*TEXT SECTION*
..............................

The Voice of Bates College Since 1873

The Bates Student

The Voice of Bates College Since 1873

The Bates Student

The Voice of Bates College Since 1873

The Bates Student

Africans in Academia: A Faculty Discussion

On Friday, Nov. 15 the Bates African Club produced a roundtable discussion entitled “Africans in Academia”, which hosted Professors Patrick Otim and Abraham Asfaw as speakers. The professors discussed their journeys into he academy as East African scholars.
Otim, who is an Assistant Professor at Bates and has taught at the college for several years now, had a non-linear trajectory to entering academia. Born in Northern Uganda, Otim originally had plans to pursue law, but was accepted into the prestigious Makerere University in Kampala for history, instead – a subject which was not taken seriously compared to other classically pre-professional tracks like law or medicine.

..............................

*ENTRIES SHOWN*
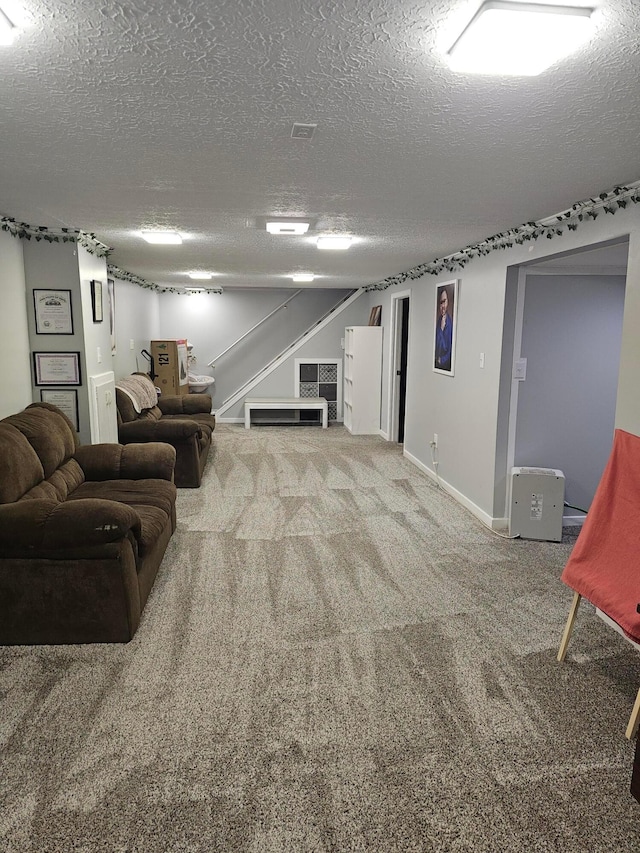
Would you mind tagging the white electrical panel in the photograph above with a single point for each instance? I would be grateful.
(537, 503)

..............................

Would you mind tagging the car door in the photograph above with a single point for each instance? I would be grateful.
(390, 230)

..............................

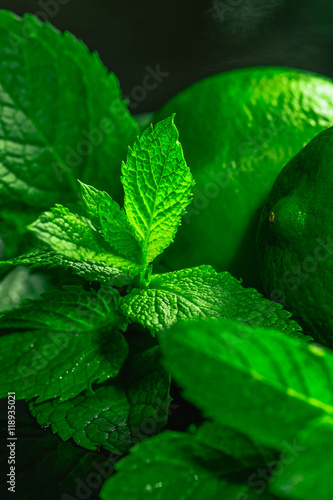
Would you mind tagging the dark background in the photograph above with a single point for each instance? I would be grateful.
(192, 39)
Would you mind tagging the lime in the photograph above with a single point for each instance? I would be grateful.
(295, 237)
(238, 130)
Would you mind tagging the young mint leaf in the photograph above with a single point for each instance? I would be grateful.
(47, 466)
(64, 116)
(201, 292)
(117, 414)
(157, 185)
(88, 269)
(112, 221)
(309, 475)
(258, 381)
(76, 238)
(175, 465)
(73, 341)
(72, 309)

..............................

*ABOUT THIS EXERCISE*
Copy the stretch of the article on Africans in academia from "Africans in Academia: A" through "law or medicine.", swapping "roundtable discussion" for "panel discussion". The material has no connection to the text.

*EXPECTED ANSWER*
Africans in Academia: A Faculty Discussion

On Friday, Nov. 15 the Bates African Club produced a panel discussion entitled “Africans in Academia”, which hosted Professors Patrick Otim and Abraham Asfaw as speakers. The professors discussed their journeys into he academy as East African scholars.
Otim, who is an Assistant Professor at Bates and has taught at the college for several years now, had a non-linear trajectory to entering academia. Born in Northern Uganda, Otim originally had plans to pursue law, but was accepted into the prestigious Makerere University in Kampala for history, instead – a subject which was not taken seriously compared to other classically pre-professional tracks like law or medicine.